-- start of Record list --

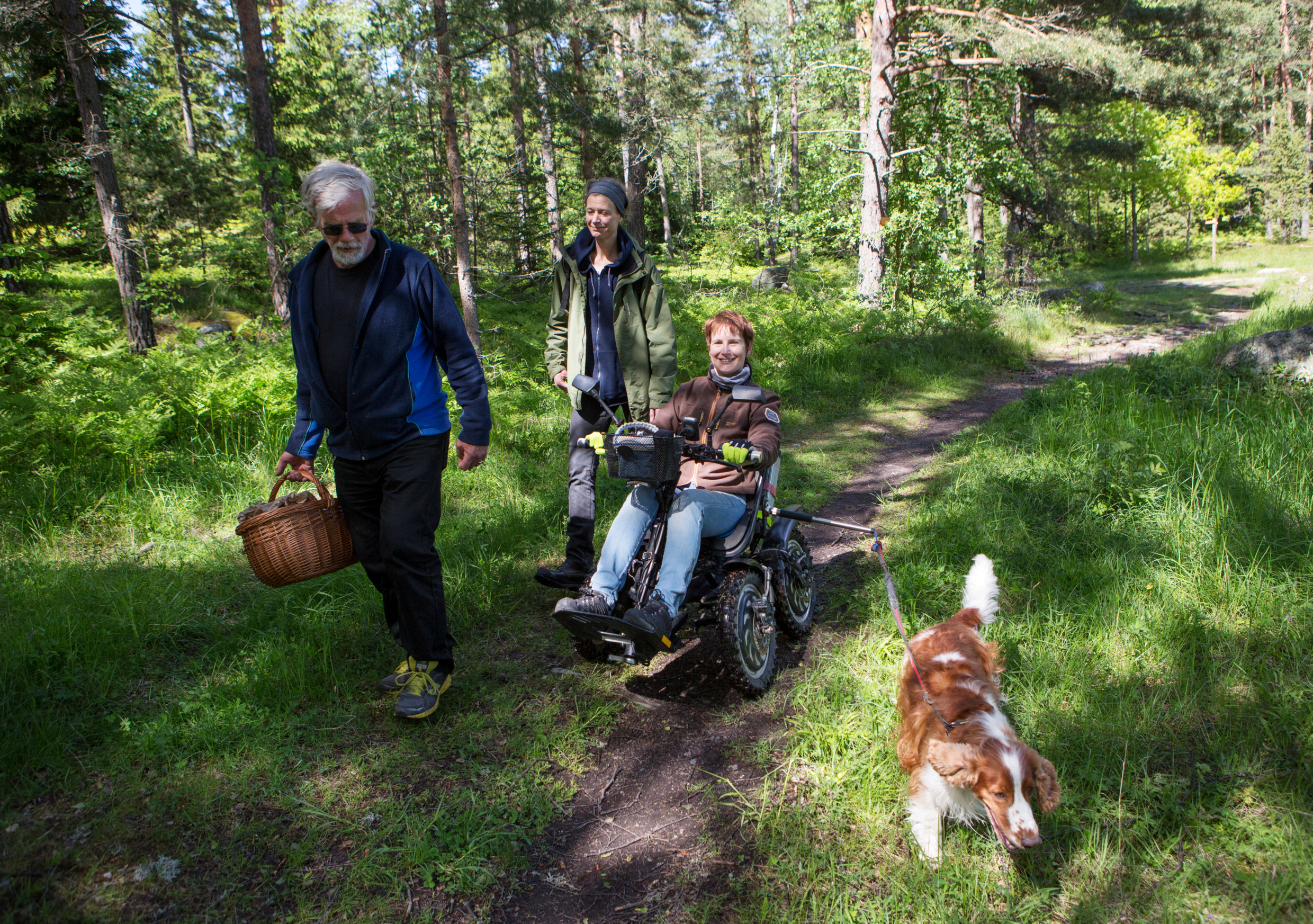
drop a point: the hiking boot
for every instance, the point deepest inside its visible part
(653, 617)
(589, 603)
(569, 577)
(394, 681)
(422, 691)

-- end of Record list --

## What the task requires:
Rewrite the material above as a Markdown table with two columns, "Row" and "Line," giving each line its own numbered row and leaving out blank lines and the pictures.

## Solution below:
| Row | Line |
|---|---|
| 1 | drop a point: the hiking boot |
| 2 | for every instance, the point deepest inside its visible part |
| 3 | (653, 617) |
| 4 | (589, 603) |
| 5 | (569, 577) |
| 6 | (394, 681) |
| 7 | (422, 691) |